**Quoted passage**
......

She is credited with elevating the status of her relatives, as was the custom of the time for the position of a royal consort. Members of her family were given titles and lands under the mansabdari system, along with valuable gifts. Three of her brothers were ennobled with the titles Niamat Khan, Namdar Khan, and Khanzad Khan. Other members of the Kalavant class were elevated as well. These actions invited the ire of established courtiers, for they felt their own positions had been sullied by the inclusion of lower class persons. One such courtier, Wazir Zulfiqar Khan, went as far as arresting her brother, Khushal Khan, on the charge of assaulting a girl, to keep him from being appointed Subedar of Multan.

......

**Record set**
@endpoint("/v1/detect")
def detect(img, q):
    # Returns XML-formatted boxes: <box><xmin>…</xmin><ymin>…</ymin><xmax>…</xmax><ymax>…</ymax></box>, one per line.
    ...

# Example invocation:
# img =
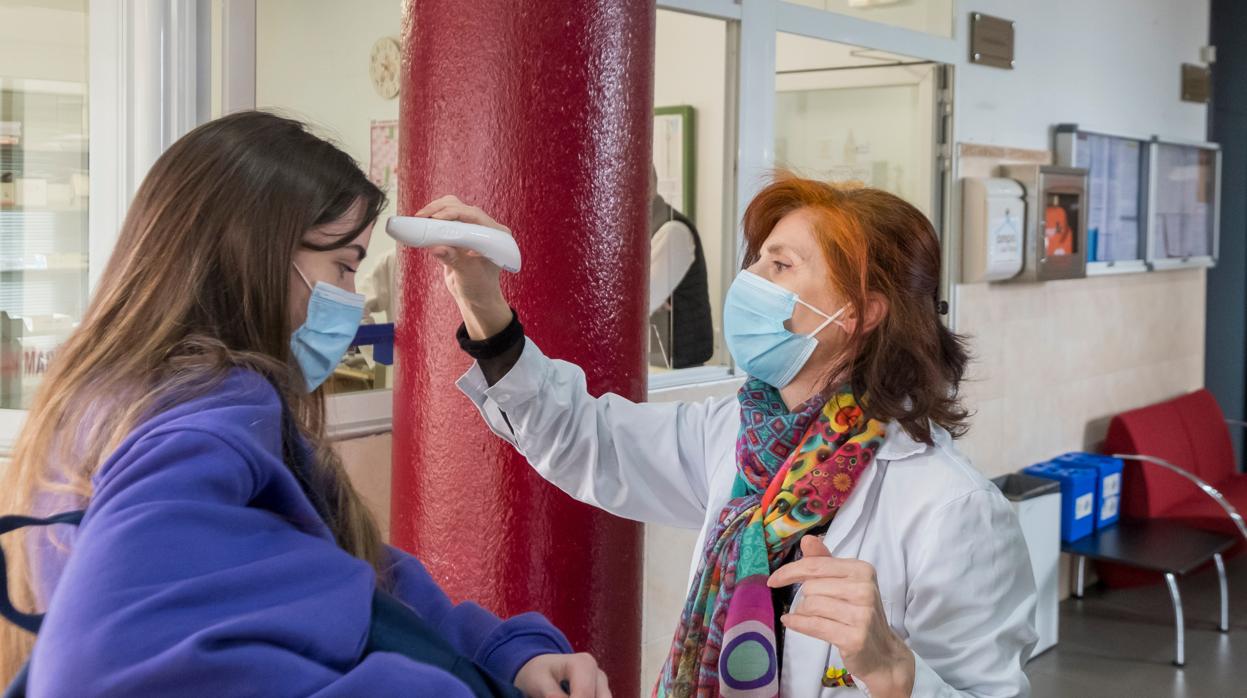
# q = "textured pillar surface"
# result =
<box><xmin>392</xmin><ymin>0</ymin><xmax>658</xmax><ymax>696</ymax></box>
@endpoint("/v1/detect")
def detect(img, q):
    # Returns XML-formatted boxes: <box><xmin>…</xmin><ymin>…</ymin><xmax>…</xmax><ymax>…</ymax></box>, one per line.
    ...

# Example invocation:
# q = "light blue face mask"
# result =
<box><xmin>723</xmin><ymin>270</ymin><xmax>844</xmax><ymax>388</ymax></box>
<box><xmin>291</xmin><ymin>267</ymin><xmax>364</xmax><ymax>393</ymax></box>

......

**Work request A**
Retype the passage about the royal consort's family from "She is credited" up to and including "Subedar of Multan.", without changing anything.
**Work request B**
Sum up the passage about the royal consort's family in two sentences.
**Work request C**
Write what comes next in the passage about the royal consort's family, picking up after its last sentence.
The listing isn't needed for anything here.

**Written answer A**
She is credited with elevating the status of her relatives, as was the custom of the time for the position of a royal consort. Members of her family were given titles and lands under the mansabdari system, along with valuable gifts. Three of her brothers were ennobled with the titles Niamat Khan, Namdar Khan, and Khanzad Khan. Other members of the Kalavant class were elevated as well. These actions invited the ire of established courtiers, for they felt their own positions had been sullied by the inclusion of lower class persons. One such courtier, Wazir Zulfiqar Khan, went as far as arresting her brother, Khushal Khan, on the charge of assaulting a girl, to keep him from being appointed Subedar of Multan.

**Written answer B**
As a royal consort, she raised her relatives' standing: family members received titles, lands under the mansabdari system, and valuable gifts, and three of her brothers and other members of the Kalavant class were elevated. Established courtiers resented this, and one of them, Wazir Zulfiqar Khan, arrested her brother Khushal Khan on a charge of assaulting a girl to keep him from being appointed Subedar of Multan.

**Written answer C**
Comparisons have been made to Nur Jahan, who also exercised considerable influence over the placement of her own relatives. Like Nur Jahan, Lal Kunwar received a massive allowance, as well as fortunes in jewels and goods. She was permitted to use the emperor's standard and drums, and was attended by a procession of five hundred men. Emperor Jahandar Shah consulted her about his stressful and dilemma matters, both public and private, But she did not have much opinion about his affairs and court intrigues. Unlike Nur Jahan, she did not influence the policy of the state and her interests seem confined to devotion to her family and emperor. She was more occupied with comfort and pleasure with relative carelessness in the harem and encouraged Jahandar Shah to keep his mind away from political matters and turn to enjoying life to avoid worries.

== Controversial behavior ==
This resentment for her lower class origins and influence over the emperor may have fueled poor public opinion of her, and aided in the circulation of anecdotes regarding not only her character, but also that of Jahandar Shah himself.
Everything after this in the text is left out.